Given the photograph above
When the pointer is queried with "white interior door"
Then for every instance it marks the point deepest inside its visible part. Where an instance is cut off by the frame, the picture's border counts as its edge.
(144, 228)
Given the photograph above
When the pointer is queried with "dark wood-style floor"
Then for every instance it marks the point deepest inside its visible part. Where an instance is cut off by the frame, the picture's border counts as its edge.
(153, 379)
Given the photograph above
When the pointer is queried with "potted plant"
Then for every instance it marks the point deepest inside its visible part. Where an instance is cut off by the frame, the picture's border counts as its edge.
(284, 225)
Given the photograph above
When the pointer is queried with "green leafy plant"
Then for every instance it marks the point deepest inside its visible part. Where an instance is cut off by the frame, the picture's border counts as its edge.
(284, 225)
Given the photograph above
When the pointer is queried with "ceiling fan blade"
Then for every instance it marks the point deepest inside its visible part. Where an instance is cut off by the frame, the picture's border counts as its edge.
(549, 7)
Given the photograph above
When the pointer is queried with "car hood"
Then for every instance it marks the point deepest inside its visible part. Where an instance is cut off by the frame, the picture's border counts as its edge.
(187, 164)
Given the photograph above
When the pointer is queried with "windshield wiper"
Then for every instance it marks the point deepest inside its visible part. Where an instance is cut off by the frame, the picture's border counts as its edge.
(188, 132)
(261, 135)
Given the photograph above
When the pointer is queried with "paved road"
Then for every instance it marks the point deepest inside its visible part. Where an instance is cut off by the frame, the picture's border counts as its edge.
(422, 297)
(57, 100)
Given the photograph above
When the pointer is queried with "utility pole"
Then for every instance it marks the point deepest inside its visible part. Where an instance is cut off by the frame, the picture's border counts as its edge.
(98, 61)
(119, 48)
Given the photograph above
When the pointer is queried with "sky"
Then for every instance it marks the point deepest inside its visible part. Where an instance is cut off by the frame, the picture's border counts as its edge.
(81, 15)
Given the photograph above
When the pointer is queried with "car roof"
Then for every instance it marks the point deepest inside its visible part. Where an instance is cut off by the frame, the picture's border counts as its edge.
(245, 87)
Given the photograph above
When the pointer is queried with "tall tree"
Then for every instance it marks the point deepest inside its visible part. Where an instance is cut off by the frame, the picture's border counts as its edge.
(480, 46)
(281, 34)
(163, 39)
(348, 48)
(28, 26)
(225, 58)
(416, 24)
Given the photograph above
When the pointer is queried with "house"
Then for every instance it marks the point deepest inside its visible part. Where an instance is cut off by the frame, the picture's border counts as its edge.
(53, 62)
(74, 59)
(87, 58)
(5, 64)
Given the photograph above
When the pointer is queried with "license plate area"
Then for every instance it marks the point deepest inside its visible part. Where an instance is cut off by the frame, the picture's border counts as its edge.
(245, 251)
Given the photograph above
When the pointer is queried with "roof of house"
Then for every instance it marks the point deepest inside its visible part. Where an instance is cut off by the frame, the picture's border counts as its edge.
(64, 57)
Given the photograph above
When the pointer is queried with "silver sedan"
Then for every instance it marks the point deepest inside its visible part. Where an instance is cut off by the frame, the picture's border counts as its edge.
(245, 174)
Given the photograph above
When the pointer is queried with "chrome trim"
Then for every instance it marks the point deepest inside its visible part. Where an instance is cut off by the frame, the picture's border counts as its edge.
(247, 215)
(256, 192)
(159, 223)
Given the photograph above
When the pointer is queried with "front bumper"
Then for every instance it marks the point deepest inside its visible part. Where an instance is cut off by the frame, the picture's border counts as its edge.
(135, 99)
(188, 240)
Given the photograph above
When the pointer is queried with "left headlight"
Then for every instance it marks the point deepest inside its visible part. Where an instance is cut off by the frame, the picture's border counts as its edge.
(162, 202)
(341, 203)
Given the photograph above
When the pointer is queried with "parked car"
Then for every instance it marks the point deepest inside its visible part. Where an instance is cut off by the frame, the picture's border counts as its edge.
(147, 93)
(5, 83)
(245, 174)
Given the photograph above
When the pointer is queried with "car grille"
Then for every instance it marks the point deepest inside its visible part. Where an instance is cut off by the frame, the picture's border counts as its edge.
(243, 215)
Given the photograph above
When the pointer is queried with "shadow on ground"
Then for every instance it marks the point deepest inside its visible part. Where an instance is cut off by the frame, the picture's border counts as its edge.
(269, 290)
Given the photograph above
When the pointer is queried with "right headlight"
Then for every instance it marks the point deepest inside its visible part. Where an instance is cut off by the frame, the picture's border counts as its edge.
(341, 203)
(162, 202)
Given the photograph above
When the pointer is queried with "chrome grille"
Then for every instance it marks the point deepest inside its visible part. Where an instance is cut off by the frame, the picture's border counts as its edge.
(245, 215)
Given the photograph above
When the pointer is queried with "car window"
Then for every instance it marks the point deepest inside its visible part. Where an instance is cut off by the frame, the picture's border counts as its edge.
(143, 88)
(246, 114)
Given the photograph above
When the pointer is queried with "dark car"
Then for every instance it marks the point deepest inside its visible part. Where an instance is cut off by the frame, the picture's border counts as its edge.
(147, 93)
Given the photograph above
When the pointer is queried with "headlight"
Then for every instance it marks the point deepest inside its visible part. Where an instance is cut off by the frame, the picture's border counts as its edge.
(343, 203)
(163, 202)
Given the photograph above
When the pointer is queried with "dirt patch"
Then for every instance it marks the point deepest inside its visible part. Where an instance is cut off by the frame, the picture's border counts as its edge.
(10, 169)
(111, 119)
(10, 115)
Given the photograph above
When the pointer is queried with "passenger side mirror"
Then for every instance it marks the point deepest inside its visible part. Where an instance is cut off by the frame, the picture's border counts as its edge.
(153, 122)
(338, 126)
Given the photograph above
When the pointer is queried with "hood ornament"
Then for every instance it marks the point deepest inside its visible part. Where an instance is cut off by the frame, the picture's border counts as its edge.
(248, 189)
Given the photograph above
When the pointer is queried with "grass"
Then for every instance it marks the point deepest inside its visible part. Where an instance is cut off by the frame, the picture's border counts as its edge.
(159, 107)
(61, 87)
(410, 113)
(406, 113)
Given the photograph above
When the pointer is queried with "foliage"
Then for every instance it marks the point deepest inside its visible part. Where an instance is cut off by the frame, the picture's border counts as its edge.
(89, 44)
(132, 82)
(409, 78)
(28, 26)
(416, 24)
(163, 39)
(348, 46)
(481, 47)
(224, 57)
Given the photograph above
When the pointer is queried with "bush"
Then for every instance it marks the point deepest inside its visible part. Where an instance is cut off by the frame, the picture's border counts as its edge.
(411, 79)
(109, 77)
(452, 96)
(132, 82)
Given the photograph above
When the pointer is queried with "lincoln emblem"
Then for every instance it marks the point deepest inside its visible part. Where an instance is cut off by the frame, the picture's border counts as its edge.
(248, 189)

──────────

## What to do
Count the lines of the records that contain the string "house" and give only that number.

## Exercise result
2